What you need to do: Nothing in the records may be left out or altered; reproduce them all exactly.

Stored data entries
* * *

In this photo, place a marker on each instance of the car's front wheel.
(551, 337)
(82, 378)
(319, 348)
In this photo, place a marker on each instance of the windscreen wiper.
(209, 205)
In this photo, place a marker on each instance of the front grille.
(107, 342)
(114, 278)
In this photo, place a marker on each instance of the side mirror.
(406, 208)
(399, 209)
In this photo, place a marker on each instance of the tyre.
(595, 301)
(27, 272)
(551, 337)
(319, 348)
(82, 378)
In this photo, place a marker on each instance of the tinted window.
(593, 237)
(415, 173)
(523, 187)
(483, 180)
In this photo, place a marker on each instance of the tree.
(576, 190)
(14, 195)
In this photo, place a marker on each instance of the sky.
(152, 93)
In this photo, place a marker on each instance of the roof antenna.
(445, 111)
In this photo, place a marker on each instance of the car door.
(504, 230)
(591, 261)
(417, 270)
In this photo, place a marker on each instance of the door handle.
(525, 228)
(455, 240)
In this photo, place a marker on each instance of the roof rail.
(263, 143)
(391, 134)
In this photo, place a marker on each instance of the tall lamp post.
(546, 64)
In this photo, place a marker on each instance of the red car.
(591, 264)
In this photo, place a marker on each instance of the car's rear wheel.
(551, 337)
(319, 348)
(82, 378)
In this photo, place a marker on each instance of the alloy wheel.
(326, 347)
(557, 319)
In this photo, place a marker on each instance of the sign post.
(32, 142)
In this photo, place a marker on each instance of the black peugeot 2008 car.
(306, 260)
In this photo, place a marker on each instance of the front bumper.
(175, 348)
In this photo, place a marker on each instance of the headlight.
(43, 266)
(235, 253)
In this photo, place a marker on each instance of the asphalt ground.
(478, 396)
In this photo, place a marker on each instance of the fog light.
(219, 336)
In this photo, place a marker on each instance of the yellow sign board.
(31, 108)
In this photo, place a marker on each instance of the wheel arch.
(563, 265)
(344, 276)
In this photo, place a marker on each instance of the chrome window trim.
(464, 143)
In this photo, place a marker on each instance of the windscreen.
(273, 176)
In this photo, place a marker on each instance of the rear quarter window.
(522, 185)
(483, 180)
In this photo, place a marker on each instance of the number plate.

* * *

Expected answer:
In this photo, place a marker on each instance of the car's front wheel.
(551, 337)
(82, 378)
(319, 348)
In this photo, place a marker on each instance of the windscreen wiper.
(209, 205)
In this photo, place a marker on each instance of the front grille.
(107, 342)
(114, 278)
In this photo, place a marker on each instance of the side mirror.
(406, 208)
(399, 209)
In this photo, place a marker on each instance of the tyre.
(595, 301)
(27, 272)
(551, 337)
(319, 348)
(82, 378)
In this photo, place a marker on each instance of the tinted window.
(593, 237)
(415, 173)
(523, 187)
(483, 180)
In this photo, place a marker on each instance of the tree.
(576, 190)
(14, 195)
In this photo, place a marker on each instance of the sky.
(152, 93)
In this photo, place a marker on each instance of the roof antenna.
(445, 111)
In this photo, place a marker on each instance of the car door.
(504, 230)
(591, 261)
(417, 270)
In this photo, place a marker on each instance of the door handle.
(525, 228)
(455, 240)
In this photo, place a marker on each instance of the roof rail.
(263, 143)
(391, 134)
In this photo, place a marker on each instance of the tall lamp post.
(546, 64)
In this photo, place a marker on each instance of the red car.
(591, 264)
In this photo, place a marker on each instance of the car's rear wheel.
(551, 337)
(319, 348)
(82, 378)
In this photo, place a marker on each instance of the alloy wheel.
(326, 347)
(557, 319)
In this photo, place a marker on each instance of the sign post.
(32, 142)
In this photo, place a marker on each instance of the black peugeot 2008 car.
(306, 260)
In this photo, place a marker on each instance of the front bumper.
(175, 348)
In this photo, place a marker on each instance of the headlight.
(43, 266)
(235, 253)
In this photo, place a marker on each instance of the asphalt ground.
(478, 396)
In this photo, place a marker on each instance of the fog light.
(219, 336)
In this photo, place a marker on each instance of the yellow sign board.
(31, 108)
In this photo, place a marker on each instance of the wheel arch.
(563, 265)
(344, 276)
In this photo, place a marker on each instance of the chrome window trim.
(464, 143)
In this photo, place a marker on each instance of the windscreen.
(273, 176)
In this photo, place a marker on each instance of the rear quarter window.
(522, 185)
(483, 180)
In this photo, place a marker on each instance of the number plate.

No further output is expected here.